• **EXERCISE AIM**
The data is to be transcribed in full, with nothing missed.

• **SOURCE INFORMATION**
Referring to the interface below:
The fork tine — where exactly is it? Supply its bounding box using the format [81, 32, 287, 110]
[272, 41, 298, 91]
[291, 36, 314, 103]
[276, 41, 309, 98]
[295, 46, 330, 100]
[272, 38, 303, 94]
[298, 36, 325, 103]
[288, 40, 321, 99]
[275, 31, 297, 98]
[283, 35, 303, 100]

• **OUTPUT BELOW**
Referring to the interface below:
The fork tine — where exactly is it? Supply its bounding box using the format [81, 32, 287, 110]
[272, 41, 298, 91]
[291, 36, 314, 103]
[276, 41, 309, 98]
[295, 46, 330, 100]
[272, 38, 303, 94]
[298, 36, 325, 103]
[288, 40, 321, 99]
[275, 31, 297, 98]
[283, 35, 303, 100]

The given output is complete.